▸ **TEXT**
I believe that Australia benefited from the deep engagement and trust developed between academics and the Commonwealth over 15 years. The trust lies not just with the advisors, such as me. The trust extends through to a cultivated broader trust in the scientific research performed by others and interpreted and evaluated by those advisors.

And with that, where does mathematical analysis make a difference?

Often, it is in what we (as mathematicians) may perceive as surprisingly simple points.

Epidemic theory describes how a pathogen spreads through the community. Scaling out the average duration of infectiousness, and ignoring some biological subtleties, the rate of change in prevalence I (the proportion of individuals who are Infectious in the population) is described by a non-linear ordinary differential equation:

dI/dt = (R0S − 1)I

where R0 is the ‘basic Reproduction number’, the number of secondary cases arising from a single case in an otherwise fully susceptible population, and S is the proportion of the population that is Susceptible.

With R0 > 1 and S sufficiently large (as it is at the beginning of an epidemic), prevalence (that is, I) grows exponentially and S decreases (as dS/dt = −R0SI).

Eventually, depletion of the susceptible pool (S) modified the dynamics. The resultant non-linear dynamics are what make infectious diseases both mathematically interesting, and conceptually challenging for public health policy makers to respond to.

In early 2020, my team delivered a report to government which explored the possible change in the total number of infections over the course of an epidemic due to various percentage reductions in transmissibility. For our purposes here, this is as simple as considering how the size of an epidemic depends upon R0, although we did not report the analysis in this way to government.

A textbook analysis yields the ‘final size equation’, which relates R0 to the size (as t→∞) of the epidemic, Z = 1 − S(t→∞):

Z = 1 − eR0 Z

This is a non-linear relationship. By February 2020, we suspected the R0 for COVID-19 was in the range 1.5–3. At the upper end of this range, a 50% reduction (due to say, some level of physical distancing) has an important but fundamentally challenging effect—an epidemic with a modified reproduction number of 3/2 = 1.5 still spreads explosively, resulting in a vast number of infections. But if COVID-19’s reproduction number was at the lower end, a 50% reduction would prevent the virus from spreading entirely as 1.5/2 = 0.75 < 1 and transmission cannot be sustained.

▸ **WORK TO COMPLETE**
**1)** What range did the team suspect for COVID-19's R0 by February 2020, according to the text on epidemic modeling?
**2)** Continue the passage on epidemic modeling and COVID-19 from its last sentence.

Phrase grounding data

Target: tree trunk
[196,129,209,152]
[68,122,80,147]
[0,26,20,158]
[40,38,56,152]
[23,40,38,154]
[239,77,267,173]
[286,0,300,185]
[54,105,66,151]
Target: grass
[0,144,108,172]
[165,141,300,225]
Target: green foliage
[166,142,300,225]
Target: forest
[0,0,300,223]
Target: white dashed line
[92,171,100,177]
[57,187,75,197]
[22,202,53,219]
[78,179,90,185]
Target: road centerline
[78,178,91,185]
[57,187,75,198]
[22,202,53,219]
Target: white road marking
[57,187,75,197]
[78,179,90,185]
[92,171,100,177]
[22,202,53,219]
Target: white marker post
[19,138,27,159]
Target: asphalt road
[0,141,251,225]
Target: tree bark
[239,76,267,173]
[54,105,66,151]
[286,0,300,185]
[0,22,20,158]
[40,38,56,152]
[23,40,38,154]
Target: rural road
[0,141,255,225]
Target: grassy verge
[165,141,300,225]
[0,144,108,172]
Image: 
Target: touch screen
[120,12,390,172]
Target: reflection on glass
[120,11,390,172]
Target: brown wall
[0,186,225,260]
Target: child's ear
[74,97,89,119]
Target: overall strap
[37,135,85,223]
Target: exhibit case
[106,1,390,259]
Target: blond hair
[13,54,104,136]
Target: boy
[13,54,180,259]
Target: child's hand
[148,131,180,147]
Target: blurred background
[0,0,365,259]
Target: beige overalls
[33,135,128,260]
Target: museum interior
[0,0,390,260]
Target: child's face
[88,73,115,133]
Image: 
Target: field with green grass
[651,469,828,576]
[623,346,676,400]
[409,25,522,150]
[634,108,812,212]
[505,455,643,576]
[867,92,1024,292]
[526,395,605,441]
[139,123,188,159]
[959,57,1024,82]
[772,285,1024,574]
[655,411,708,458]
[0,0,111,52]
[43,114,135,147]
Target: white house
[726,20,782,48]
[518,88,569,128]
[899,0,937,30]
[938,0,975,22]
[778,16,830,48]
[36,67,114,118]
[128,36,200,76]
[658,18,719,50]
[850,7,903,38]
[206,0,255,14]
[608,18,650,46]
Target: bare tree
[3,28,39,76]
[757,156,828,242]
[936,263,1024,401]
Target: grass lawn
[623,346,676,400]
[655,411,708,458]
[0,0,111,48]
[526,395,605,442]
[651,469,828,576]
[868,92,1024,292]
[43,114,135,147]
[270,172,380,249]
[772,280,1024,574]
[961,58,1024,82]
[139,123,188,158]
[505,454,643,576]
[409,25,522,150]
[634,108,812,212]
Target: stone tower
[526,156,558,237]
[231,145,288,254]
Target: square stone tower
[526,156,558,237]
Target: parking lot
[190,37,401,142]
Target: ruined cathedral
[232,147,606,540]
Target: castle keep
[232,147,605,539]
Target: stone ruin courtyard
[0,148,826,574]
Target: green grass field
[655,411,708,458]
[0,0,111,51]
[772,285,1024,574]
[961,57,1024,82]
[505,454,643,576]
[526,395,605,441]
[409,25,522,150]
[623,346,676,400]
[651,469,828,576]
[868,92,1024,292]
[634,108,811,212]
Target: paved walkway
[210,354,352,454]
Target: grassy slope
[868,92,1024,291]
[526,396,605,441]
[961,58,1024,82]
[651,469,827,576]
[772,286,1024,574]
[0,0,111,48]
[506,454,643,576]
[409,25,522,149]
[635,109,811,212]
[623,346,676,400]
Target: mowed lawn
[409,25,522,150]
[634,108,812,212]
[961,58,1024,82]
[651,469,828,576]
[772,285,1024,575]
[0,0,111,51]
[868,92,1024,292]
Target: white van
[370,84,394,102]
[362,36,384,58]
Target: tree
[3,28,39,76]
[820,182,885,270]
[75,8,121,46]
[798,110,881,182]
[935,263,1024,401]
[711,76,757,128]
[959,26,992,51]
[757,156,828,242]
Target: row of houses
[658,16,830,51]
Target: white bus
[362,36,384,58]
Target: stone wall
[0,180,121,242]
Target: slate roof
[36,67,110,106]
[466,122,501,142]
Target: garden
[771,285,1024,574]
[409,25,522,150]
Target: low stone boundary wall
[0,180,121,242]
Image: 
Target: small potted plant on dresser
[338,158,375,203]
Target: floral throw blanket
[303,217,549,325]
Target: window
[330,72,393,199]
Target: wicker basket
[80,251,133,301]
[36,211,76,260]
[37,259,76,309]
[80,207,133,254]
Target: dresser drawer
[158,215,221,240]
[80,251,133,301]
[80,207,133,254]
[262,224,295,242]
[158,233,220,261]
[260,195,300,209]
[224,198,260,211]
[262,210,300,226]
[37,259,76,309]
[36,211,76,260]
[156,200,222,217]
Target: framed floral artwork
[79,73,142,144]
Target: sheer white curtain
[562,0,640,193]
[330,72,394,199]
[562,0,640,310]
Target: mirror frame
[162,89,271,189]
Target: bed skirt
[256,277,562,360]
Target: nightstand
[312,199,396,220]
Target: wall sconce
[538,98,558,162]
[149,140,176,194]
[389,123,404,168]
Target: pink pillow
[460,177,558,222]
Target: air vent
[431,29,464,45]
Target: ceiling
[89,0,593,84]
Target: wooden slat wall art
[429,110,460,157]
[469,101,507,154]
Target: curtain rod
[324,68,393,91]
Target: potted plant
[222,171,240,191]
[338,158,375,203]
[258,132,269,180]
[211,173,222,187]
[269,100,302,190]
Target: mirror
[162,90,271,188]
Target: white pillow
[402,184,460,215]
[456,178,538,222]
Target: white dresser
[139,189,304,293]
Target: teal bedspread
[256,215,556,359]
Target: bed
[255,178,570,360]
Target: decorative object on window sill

▸ **RESULTS**
**1)** 1.5–3

**2)**
Such results are entirely unsurprising to us as mathematicians. We understand the importance of non-linearities and of features such as bifurcations. It is natural for us to view the transmission of an infectious disease as a dynamical system. But these important points are anything but intuitive and easily missed by decision makers.

With trust and open communication channels, important findings, as well as viewing the entire pandemic and our response to it as a dynamical system, proved influential in Australia’s early response.

Simple analyses emphasised the value of mathematical reasoning. They highlighted the risks of ‘intuitive linear thinking’ but they also demonstrated how mathematical analysis can overcome that limitation. Models can be used to anticipate or reason on the (positive or negative) impacts of alternative response strategies.

Subsequent scenario analyses (with more ‘realistic’ and nuanced models calibrated to COVID-19 epidemiology) laid the groundwork for our initial response and for the monitoring and evaluation of the ‘effective reproduction number’ of COVID-19 throughout 2020 and into 2021. Collectively, these mathematical capabilities have contributed to the Australian government’s risk-assessment process for managing the pandemic.

National policy guidance relies upon in-depth mathematical modelling and analyses, conducted both in-house, nationally and around the world. But while necessary, the existence of that research is not sufficient to have impact. To have impact, to be effective, also requires relationships, ‘translators’ and, above all, (mutual) trust.